» GIVEN TASK 1
In the Apache log parser notes, how fast is the parsing estimated to run?
» GIVEN TASK 2
Carry the Apache log parser notes forward from the point where they end.

» PROVIDED PASSAGE
Tue Nov 1 17:41:21 EDT 2011

regexp -> pregexp

Apache log parser broke.  Trouble seems to be related to the use of
`regexp'.  Using `pregexp' at least some things work..

Overall the thing is that this is really too brittle and hard to
debug.  Let's just make something that reads one item at a time in a
more automatic way.  It seems quite straightforward to dispatch on the
first character:

  - "  string
  - [  date
  - ?  space-separated word

It works pretty well with just "read" but as I remembered that was
horribly slow, which was the main reason why I used regexps.  So let's
stick to that decision and find a way to debug better.

What I really want is composable regular expressions with named
variable binding (not position mapping).

Anyways, I fixed the bug in the match string and went on to use the
(test) routine, which filled up memory after 4meg lines, using
apparently about 1k per line.  That's a bit over the top..

Total number of lines is 4080622 which takes a couple of minutes to
parse.  Estimate about 25k lines/second.  That's fairly reasonable.

Location identification items:
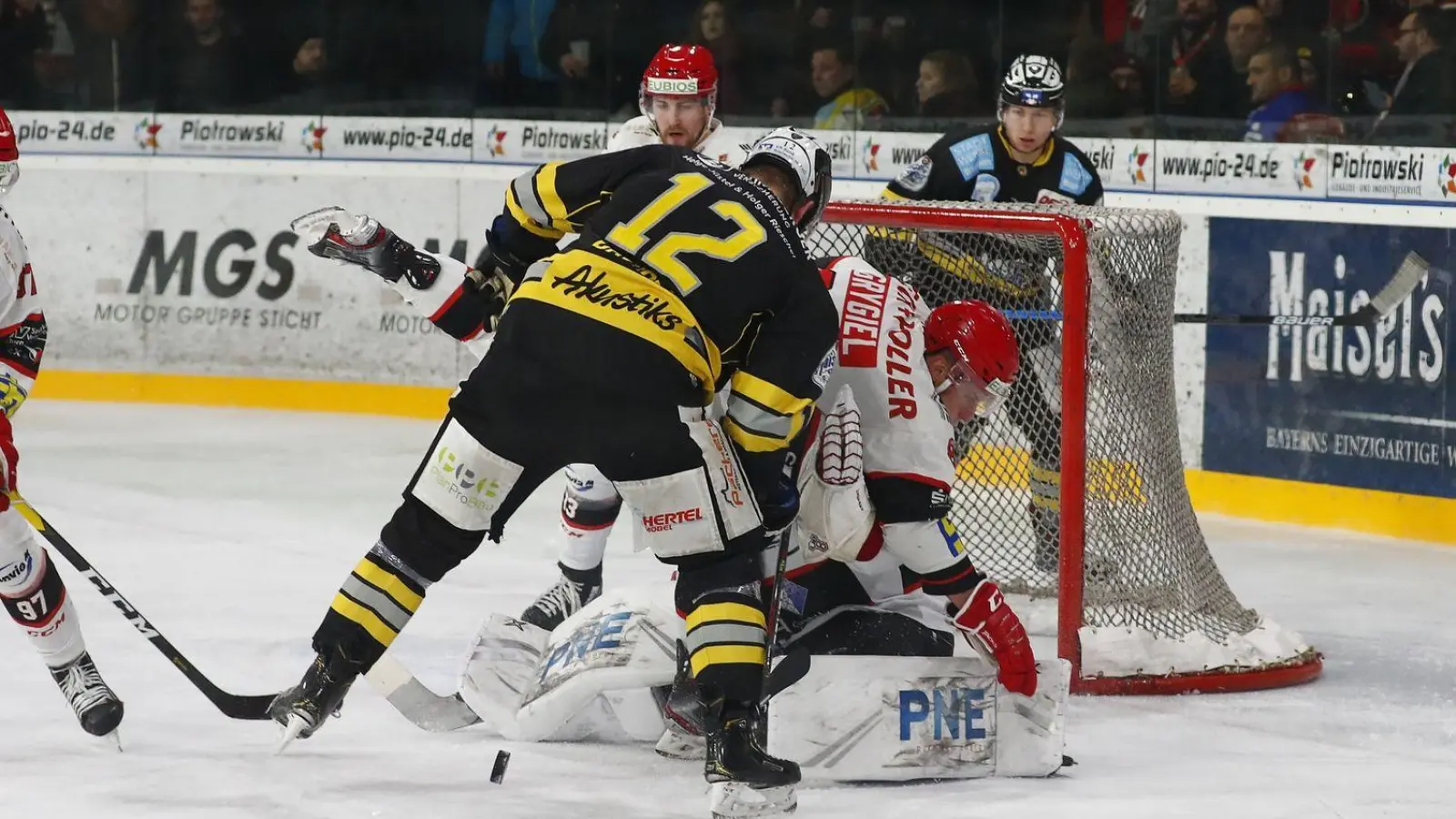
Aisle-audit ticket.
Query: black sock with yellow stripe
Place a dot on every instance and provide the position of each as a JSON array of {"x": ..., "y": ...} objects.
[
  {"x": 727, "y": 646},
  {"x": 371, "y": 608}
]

---

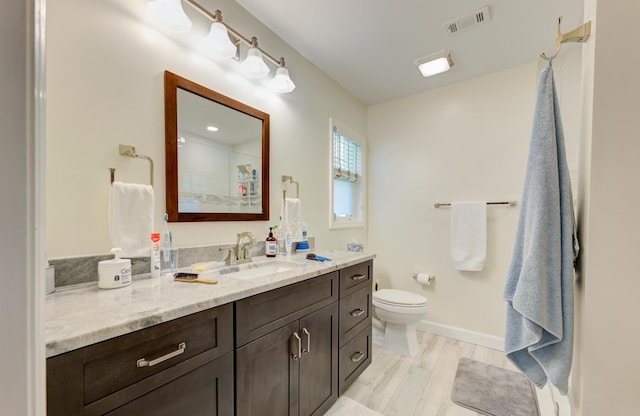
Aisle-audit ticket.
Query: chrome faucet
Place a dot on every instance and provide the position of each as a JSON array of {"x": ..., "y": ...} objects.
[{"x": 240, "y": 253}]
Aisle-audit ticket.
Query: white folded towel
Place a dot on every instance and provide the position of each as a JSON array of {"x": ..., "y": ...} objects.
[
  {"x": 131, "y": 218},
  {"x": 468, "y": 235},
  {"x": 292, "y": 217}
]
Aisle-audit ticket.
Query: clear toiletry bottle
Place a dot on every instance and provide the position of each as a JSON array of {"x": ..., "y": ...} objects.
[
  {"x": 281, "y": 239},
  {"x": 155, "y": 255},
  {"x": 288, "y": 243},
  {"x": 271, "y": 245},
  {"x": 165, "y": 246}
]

» FINAL RESULT 1
About 25k lines per second.

» FINAL RESULT 2
Now what about hashing it so the main table can be dumped out as a
table of indices so we don't need to let the database do this.

tom@zoo:~/plt/lib/x$ time mzscheme -it apachelog.ss -e '(begin(test)(exit))'

tom@zoo:~/plt/lib/x$ /opt/apache-logs/sorted | mzscheme -t apachelog.ss -e '(test)'
848597 date: (#(struct:exn:fail "find-secs: non-existent date (inputs: 0 17 2 13 3 2011)" #<continuation-mark-set>) #"00" #"17" #"02" #"13" #"Mar" #"2011")

Looks like a bug:
(find-seconds 1 17 2 13 3 2011)
find-secs: non-existent date (inputs: 1 17 2 13 3 2011)

Let's see if it's in current snapshot.

Still there.  Sent email to list.  See next post.

EDIT: was a daylight saving thing..